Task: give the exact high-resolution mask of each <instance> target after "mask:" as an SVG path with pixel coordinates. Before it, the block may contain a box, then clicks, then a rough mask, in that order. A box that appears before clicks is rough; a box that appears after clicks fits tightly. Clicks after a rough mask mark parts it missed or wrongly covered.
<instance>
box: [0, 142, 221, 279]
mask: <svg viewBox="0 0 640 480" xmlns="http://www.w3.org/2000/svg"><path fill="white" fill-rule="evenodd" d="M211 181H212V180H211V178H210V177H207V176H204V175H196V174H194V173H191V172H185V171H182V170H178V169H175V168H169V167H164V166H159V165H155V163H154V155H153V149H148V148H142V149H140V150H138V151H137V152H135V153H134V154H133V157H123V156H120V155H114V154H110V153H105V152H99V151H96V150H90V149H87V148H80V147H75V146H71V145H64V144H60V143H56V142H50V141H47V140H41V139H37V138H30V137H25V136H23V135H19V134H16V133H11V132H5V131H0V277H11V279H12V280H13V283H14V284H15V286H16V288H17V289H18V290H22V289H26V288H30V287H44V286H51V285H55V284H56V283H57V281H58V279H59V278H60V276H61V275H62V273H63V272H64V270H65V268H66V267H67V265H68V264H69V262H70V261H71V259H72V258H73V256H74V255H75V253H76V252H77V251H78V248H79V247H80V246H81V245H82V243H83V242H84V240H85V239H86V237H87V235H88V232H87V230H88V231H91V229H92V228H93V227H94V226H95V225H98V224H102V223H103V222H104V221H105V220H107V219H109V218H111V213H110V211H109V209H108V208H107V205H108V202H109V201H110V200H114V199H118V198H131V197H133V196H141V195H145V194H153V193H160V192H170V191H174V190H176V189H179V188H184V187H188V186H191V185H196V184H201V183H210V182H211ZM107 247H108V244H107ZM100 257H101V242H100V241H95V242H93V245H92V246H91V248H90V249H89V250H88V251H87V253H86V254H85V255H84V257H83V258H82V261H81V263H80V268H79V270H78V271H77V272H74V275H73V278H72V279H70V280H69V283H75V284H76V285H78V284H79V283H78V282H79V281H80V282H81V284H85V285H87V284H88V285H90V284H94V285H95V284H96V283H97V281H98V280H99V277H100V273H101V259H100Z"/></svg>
---
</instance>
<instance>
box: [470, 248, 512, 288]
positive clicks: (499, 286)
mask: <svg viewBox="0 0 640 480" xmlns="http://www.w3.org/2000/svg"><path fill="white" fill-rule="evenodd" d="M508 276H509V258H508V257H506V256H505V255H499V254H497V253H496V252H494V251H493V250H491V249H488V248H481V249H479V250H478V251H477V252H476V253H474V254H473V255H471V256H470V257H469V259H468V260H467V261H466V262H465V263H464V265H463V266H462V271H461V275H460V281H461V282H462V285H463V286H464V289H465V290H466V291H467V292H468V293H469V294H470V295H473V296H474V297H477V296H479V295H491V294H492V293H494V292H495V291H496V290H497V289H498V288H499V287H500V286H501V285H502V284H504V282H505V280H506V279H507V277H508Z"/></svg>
==
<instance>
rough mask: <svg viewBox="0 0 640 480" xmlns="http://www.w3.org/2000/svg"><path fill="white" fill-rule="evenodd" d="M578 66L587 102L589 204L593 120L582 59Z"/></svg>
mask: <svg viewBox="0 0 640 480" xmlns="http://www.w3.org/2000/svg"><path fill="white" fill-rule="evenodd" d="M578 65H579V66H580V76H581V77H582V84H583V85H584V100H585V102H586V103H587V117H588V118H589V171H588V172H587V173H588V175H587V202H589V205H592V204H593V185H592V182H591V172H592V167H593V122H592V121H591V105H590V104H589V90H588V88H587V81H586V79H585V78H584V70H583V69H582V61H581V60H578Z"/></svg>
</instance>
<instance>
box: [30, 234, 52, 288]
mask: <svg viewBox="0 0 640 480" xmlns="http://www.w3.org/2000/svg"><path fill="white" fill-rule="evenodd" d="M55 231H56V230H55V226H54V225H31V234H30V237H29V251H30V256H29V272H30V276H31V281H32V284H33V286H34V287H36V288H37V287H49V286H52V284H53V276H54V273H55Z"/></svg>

> [PROBLEM STATEMENT]:
Rewrite the stretch from the line containing "Task: give the" through the line containing "box: [0, 142, 221, 279]", changing "pixel coordinates" to "image coordinates" and leaving everything else as it is. Give only those lines.

> [WRITTEN RESPONSE]:
Task: give the exact high-resolution mask of each <instance> target after "mask:" as an SVG path with image coordinates. Before it, the block may contain a box, then clicks, then a rough mask, in that order. A box that appears before clicks is rough; a box that appears after clicks fits tightly. Clicks after a rough mask mark parts it missed or wrongly covered.
<instance>
box: [0, 142, 221, 279]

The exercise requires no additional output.